→ HOW TO COMPLETE THIS TASK
Check each line of the listing, and copy it if it contains the word "wooden".

PROVIDED INFORMATION section start

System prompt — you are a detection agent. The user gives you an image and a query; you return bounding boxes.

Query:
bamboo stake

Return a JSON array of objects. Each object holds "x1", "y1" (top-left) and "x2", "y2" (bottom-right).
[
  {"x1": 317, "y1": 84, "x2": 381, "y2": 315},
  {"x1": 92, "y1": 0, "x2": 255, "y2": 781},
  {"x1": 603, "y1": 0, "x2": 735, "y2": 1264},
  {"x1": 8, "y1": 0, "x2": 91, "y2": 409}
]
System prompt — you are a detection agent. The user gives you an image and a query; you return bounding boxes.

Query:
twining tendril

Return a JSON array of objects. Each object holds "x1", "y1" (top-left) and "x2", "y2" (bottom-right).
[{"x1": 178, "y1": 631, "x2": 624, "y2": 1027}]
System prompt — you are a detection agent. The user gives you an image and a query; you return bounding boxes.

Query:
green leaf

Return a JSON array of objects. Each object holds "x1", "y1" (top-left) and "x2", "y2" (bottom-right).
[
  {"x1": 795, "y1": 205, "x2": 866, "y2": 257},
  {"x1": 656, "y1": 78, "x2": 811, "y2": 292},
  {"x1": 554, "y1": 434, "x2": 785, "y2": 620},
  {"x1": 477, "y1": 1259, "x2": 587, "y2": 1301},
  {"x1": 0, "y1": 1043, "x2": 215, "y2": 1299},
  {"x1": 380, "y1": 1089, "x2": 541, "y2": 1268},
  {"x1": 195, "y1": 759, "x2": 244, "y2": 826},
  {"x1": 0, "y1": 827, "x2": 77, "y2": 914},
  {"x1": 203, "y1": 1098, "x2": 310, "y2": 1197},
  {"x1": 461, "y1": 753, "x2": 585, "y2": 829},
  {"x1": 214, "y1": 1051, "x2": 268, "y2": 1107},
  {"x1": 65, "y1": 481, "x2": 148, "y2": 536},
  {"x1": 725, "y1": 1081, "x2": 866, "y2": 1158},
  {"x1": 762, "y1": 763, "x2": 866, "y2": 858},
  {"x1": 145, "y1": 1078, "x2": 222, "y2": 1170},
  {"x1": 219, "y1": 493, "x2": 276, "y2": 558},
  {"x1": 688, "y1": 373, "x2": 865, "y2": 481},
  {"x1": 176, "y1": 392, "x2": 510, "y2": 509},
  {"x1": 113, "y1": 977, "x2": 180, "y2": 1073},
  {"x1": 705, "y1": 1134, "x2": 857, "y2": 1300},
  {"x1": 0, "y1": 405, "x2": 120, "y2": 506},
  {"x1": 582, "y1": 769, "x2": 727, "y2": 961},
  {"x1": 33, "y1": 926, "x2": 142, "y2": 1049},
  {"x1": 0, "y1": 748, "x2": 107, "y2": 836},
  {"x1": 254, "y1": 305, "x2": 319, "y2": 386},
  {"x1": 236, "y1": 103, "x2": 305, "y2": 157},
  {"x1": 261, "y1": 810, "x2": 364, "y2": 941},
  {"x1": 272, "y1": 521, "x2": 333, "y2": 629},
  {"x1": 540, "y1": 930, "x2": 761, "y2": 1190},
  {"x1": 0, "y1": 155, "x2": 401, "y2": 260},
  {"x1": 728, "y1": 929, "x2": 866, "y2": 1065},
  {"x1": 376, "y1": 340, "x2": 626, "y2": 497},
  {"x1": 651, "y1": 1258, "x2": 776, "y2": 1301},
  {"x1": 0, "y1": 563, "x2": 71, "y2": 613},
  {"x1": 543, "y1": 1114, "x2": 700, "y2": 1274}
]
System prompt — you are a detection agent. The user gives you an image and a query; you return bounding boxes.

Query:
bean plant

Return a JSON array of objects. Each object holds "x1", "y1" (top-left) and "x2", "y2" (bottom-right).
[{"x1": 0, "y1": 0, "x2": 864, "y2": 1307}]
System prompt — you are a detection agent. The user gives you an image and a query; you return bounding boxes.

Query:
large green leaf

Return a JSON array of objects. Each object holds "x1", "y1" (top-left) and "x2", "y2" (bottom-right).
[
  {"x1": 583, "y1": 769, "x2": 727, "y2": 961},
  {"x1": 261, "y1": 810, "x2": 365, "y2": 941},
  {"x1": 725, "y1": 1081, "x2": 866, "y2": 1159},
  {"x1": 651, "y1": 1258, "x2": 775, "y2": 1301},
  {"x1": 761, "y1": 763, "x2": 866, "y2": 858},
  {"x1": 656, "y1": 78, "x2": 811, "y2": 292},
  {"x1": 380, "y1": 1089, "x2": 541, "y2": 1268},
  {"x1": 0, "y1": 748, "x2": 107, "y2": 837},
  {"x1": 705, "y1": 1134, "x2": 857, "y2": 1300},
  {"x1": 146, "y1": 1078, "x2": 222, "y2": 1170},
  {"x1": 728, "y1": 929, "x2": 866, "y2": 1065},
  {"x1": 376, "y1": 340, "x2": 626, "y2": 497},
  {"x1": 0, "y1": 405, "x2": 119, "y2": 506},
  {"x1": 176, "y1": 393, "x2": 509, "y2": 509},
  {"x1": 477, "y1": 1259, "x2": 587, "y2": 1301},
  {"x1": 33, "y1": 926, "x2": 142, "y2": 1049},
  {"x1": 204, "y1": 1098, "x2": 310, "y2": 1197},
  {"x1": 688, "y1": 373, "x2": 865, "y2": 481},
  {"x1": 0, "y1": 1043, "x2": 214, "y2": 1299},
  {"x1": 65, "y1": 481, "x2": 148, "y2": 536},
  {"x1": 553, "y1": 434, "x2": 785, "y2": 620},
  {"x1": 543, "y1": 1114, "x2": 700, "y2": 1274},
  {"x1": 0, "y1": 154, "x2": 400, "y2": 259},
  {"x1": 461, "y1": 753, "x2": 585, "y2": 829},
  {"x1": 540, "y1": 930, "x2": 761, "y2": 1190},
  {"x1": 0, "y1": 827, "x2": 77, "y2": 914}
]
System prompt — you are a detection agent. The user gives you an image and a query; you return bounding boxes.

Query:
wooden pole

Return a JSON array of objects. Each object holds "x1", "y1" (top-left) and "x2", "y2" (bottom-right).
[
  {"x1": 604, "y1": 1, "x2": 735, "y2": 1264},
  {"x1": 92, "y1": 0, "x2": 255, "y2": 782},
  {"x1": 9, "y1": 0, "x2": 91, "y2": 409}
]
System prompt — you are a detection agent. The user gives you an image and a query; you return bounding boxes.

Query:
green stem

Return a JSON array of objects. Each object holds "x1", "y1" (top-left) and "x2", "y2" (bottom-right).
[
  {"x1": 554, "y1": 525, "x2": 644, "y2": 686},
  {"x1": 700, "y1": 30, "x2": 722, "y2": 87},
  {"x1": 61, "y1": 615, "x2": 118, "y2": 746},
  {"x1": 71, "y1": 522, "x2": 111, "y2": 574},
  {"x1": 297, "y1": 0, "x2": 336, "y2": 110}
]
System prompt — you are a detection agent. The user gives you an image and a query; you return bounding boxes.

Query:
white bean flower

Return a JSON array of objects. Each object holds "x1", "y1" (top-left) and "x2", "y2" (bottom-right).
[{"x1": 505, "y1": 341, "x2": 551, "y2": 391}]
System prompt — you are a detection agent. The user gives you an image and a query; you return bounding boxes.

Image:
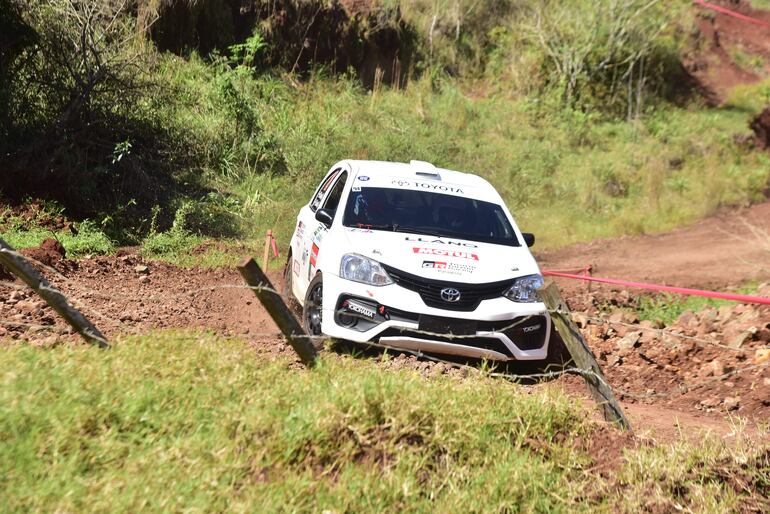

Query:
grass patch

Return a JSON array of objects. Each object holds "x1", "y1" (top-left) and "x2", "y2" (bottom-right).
[
  {"x1": 0, "y1": 332, "x2": 766, "y2": 512},
  {"x1": 633, "y1": 283, "x2": 760, "y2": 325},
  {"x1": 0, "y1": 221, "x2": 114, "y2": 256},
  {"x1": 728, "y1": 45, "x2": 765, "y2": 74}
]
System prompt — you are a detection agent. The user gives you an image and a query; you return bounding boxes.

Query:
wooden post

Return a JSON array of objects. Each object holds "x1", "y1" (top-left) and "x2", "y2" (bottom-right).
[
  {"x1": 238, "y1": 257, "x2": 318, "y2": 367},
  {"x1": 262, "y1": 230, "x2": 272, "y2": 271},
  {"x1": 0, "y1": 238, "x2": 108, "y2": 348},
  {"x1": 540, "y1": 282, "x2": 631, "y2": 431}
]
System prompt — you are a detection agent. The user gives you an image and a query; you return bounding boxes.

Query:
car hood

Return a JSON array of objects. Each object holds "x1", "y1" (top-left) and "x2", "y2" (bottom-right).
[{"x1": 341, "y1": 228, "x2": 540, "y2": 283}]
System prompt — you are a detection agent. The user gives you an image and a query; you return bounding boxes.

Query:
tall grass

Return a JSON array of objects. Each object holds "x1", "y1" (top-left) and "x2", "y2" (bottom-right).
[
  {"x1": 155, "y1": 53, "x2": 769, "y2": 250},
  {"x1": 0, "y1": 332, "x2": 765, "y2": 512}
]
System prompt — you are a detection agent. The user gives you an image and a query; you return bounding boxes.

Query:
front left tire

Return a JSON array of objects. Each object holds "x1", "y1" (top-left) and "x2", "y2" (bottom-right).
[{"x1": 302, "y1": 273, "x2": 326, "y2": 349}]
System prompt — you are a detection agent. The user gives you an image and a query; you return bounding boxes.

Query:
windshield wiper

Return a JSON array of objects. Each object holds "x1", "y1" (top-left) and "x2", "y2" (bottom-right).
[{"x1": 392, "y1": 226, "x2": 445, "y2": 237}]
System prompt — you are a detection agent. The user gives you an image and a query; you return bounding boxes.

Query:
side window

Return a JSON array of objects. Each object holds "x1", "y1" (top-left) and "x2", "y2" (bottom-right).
[
  {"x1": 322, "y1": 171, "x2": 348, "y2": 215},
  {"x1": 310, "y1": 168, "x2": 341, "y2": 212}
]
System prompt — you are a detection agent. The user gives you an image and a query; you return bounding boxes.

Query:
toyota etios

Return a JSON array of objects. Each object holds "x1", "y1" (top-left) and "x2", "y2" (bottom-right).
[{"x1": 285, "y1": 160, "x2": 551, "y2": 361}]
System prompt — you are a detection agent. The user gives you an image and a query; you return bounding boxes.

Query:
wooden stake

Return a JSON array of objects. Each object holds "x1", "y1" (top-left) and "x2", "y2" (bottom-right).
[
  {"x1": 262, "y1": 230, "x2": 272, "y2": 271},
  {"x1": 238, "y1": 257, "x2": 318, "y2": 367},
  {"x1": 540, "y1": 282, "x2": 631, "y2": 431},
  {"x1": 0, "y1": 238, "x2": 108, "y2": 348}
]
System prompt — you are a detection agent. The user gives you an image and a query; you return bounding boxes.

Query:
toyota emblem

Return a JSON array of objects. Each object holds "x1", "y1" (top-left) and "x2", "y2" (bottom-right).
[{"x1": 440, "y1": 287, "x2": 461, "y2": 302}]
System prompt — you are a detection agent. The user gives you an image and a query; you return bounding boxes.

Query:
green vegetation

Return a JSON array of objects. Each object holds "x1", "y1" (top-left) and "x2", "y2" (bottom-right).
[
  {"x1": 633, "y1": 284, "x2": 759, "y2": 325},
  {"x1": 729, "y1": 45, "x2": 766, "y2": 74},
  {"x1": 1, "y1": 332, "x2": 766, "y2": 512},
  {"x1": 1, "y1": 0, "x2": 769, "y2": 259},
  {"x1": 0, "y1": 206, "x2": 114, "y2": 256}
]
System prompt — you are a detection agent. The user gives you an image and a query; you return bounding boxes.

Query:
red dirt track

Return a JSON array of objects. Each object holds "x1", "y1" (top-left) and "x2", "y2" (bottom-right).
[{"x1": 537, "y1": 201, "x2": 770, "y2": 292}]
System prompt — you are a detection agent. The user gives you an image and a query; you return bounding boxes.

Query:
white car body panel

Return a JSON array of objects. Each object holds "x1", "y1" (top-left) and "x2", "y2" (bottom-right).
[{"x1": 287, "y1": 160, "x2": 551, "y2": 361}]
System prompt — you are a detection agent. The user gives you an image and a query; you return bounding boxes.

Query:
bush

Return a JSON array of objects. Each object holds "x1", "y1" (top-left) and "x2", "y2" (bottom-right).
[
  {"x1": 520, "y1": 0, "x2": 688, "y2": 116},
  {"x1": 141, "y1": 203, "x2": 202, "y2": 257}
]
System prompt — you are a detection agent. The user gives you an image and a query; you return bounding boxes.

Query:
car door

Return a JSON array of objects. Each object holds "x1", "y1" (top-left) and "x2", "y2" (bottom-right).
[{"x1": 292, "y1": 163, "x2": 349, "y2": 301}]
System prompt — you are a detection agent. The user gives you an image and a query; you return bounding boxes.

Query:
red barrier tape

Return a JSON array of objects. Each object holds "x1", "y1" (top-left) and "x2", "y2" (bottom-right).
[
  {"x1": 693, "y1": 0, "x2": 770, "y2": 29},
  {"x1": 542, "y1": 270, "x2": 770, "y2": 306}
]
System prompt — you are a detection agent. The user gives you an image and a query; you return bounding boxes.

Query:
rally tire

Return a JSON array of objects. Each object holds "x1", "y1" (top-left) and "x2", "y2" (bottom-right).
[{"x1": 302, "y1": 273, "x2": 327, "y2": 350}]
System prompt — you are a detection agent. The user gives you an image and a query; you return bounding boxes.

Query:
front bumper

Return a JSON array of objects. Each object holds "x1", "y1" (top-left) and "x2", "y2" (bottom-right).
[{"x1": 320, "y1": 273, "x2": 551, "y2": 360}]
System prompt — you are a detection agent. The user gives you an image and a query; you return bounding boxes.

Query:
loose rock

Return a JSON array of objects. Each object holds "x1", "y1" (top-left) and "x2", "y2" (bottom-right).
[{"x1": 722, "y1": 396, "x2": 740, "y2": 411}]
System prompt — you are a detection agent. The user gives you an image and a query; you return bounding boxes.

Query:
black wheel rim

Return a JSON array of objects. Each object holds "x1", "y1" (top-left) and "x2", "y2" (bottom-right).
[{"x1": 305, "y1": 282, "x2": 323, "y2": 336}]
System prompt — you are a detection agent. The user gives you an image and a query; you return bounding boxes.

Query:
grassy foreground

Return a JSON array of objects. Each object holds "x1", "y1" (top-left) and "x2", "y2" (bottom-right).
[{"x1": 1, "y1": 332, "x2": 767, "y2": 512}]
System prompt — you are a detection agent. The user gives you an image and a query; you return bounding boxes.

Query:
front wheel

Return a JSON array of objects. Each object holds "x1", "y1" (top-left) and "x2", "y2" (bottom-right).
[{"x1": 302, "y1": 273, "x2": 326, "y2": 350}]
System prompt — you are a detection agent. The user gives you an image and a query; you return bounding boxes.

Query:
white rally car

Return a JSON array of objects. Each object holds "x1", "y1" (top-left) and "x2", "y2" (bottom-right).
[{"x1": 284, "y1": 160, "x2": 551, "y2": 361}]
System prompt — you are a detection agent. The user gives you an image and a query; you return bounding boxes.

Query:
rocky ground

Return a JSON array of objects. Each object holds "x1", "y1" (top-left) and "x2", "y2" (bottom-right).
[{"x1": 563, "y1": 286, "x2": 770, "y2": 423}]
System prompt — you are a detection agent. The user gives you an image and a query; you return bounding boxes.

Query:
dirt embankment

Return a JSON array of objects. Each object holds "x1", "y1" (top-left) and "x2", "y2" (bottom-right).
[
  {"x1": 139, "y1": 0, "x2": 412, "y2": 88},
  {"x1": 687, "y1": 0, "x2": 770, "y2": 103}
]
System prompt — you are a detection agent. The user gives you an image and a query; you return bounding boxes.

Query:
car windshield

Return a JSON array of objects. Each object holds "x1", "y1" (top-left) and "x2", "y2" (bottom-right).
[{"x1": 342, "y1": 186, "x2": 520, "y2": 246}]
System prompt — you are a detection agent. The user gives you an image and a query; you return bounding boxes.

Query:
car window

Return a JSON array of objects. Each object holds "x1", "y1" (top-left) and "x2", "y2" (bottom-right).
[
  {"x1": 310, "y1": 168, "x2": 342, "y2": 212},
  {"x1": 322, "y1": 171, "x2": 348, "y2": 214},
  {"x1": 342, "y1": 186, "x2": 519, "y2": 246}
]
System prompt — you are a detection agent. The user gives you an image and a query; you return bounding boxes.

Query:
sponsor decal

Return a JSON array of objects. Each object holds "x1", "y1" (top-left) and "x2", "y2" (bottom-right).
[
  {"x1": 522, "y1": 324, "x2": 542, "y2": 333},
  {"x1": 343, "y1": 299, "x2": 376, "y2": 319},
  {"x1": 296, "y1": 220, "x2": 305, "y2": 239},
  {"x1": 312, "y1": 225, "x2": 326, "y2": 244},
  {"x1": 300, "y1": 248, "x2": 309, "y2": 265},
  {"x1": 391, "y1": 179, "x2": 465, "y2": 195},
  {"x1": 413, "y1": 247, "x2": 479, "y2": 261},
  {"x1": 308, "y1": 243, "x2": 320, "y2": 281},
  {"x1": 352, "y1": 185, "x2": 362, "y2": 192},
  {"x1": 293, "y1": 259, "x2": 300, "y2": 276},
  {"x1": 422, "y1": 261, "x2": 477, "y2": 275},
  {"x1": 310, "y1": 243, "x2": 319, "y2": 268},
  {"x1": 405, "y1": 236, "x2": 477, "y2": 248},
  {"x1": 357, "y1": 176, "x2": 370, "y2": 181}
]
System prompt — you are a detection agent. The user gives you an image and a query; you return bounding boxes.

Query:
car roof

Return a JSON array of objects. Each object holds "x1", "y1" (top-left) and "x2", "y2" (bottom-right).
[{"x1": 344, "y1": 159, "x2": 499, "y2": 198}]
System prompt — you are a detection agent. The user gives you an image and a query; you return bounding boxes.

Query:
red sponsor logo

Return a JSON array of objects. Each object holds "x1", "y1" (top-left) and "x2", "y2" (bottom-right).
[
  {"x1": 310, "y1": 243, "x2": 319, "y2": 267},
  {"x1": 413, "y1": 247, "x2": 479, "y2": 261},
  {"x1": 422, "y1": 260, "x2": 447, "y2": 269}
]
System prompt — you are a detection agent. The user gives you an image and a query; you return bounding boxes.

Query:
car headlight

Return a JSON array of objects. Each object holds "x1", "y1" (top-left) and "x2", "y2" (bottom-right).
[
  {"x1": 339, "y1": 254, "x2": 393, "y2": 286},
  {"x1": 503, "y1": 274, "x2": 543, "y2": 303}
]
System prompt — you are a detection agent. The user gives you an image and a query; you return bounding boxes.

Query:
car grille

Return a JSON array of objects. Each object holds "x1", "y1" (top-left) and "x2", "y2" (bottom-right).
[
  {"x1": 376, "y1": 328, "x2": 515, "y2": 358},
  {"x1": 381, "y1": 264, "x2": 516, "y2": 312}
]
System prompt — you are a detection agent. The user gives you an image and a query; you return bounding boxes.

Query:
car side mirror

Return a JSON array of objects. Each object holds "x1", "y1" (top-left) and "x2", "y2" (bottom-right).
[
  {"x1": 522, "y1": 232, "x2": 535, "y2": 247},
  {"x1": 315, "y1": 208, "x2": 334, "y2": 228}
]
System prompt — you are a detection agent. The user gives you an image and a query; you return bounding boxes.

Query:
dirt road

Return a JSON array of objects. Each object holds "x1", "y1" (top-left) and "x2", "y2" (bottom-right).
[{"x1": 537, "y1": 201, "x2": 770, "y2": 291}]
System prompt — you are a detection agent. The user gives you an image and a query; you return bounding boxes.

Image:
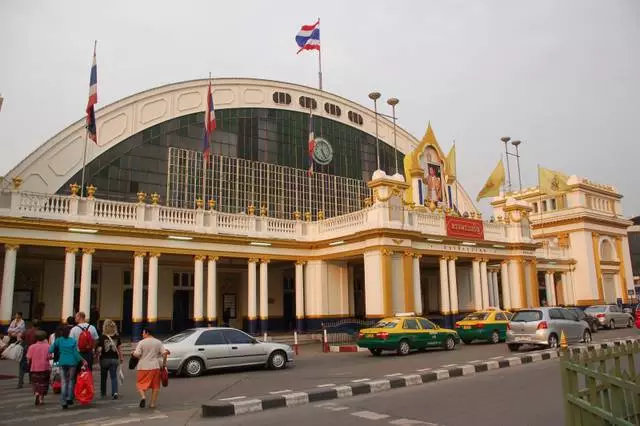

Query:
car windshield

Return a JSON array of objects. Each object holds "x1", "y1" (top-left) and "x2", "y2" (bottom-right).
[
  {"x1": 164, "y1": 329, "x2": 196, "y2": 343},
  {"x1": 374, "y1": 320, "x2": 400, "y2": 329},
  {"x1": 511, "y1": 310, "x2": 543, "y2": 322},
  {"x1": 585, "y1": 306, "x2": 606, "y2": 313},
  {"x1": 463, "y1": 312, "x2": 490, "y2": 321}
]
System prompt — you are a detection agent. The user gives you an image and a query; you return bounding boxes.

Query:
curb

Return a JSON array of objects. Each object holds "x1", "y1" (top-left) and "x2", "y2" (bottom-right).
[
  {"x1": 201, "y1": 337, "x2": 639, "y2": 418},
  {"x1": 329, "y1": 345, "x2": 368, "y2": 353}
]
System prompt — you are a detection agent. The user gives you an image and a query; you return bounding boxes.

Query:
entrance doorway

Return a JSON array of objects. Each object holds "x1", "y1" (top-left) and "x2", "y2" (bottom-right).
[
  {"x1": 172, "y1": 290, "x2": 192, "y2": 332},
  {"x1": 283, "y1": 274, "x2": 295, "y2": 331}
]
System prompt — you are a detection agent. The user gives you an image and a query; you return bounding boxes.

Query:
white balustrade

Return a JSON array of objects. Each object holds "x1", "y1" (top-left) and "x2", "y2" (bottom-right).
[
  {"x1": 18, "y1": 192, "x2": 70, "y2": 218},
  {"x1": 158, "y1": 206, "x2": 196, "y2": 228},
  {"x1": 483, "y1": 221, "x2": 508, "y2": 242},
  {"x1": 93, "y1": 199, "x2": 137, "y2": 224},
  {"x1": 264, "y1": 217, "x2": 297, "y2": 237},
  {"x1": 318, "y1": 209, "x2": 368, "y2": 234},
  {"x1": 217, "y1": 212, "x2": 252, "y2": 235}
]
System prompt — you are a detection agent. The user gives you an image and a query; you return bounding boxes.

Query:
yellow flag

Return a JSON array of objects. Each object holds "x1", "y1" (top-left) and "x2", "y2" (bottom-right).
[
  {"x1": 476, "y1": 160, "x2": 505, "y2": 202},
  {"x1": 539, "y1": 166, "x2": 570, "y2": 195},
  {"x1": 445, "y1": 144, "x2": 456, "y2": 184}
]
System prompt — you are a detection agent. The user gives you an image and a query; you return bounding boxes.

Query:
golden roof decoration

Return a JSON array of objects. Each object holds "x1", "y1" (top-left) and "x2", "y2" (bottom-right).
[{"x1": 403, "y1": 122, "x2": 447, "y2": 178}]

PROVIDED INFORMATION section end

→ RESPONSE
wooden pole
wooden post
wooden stake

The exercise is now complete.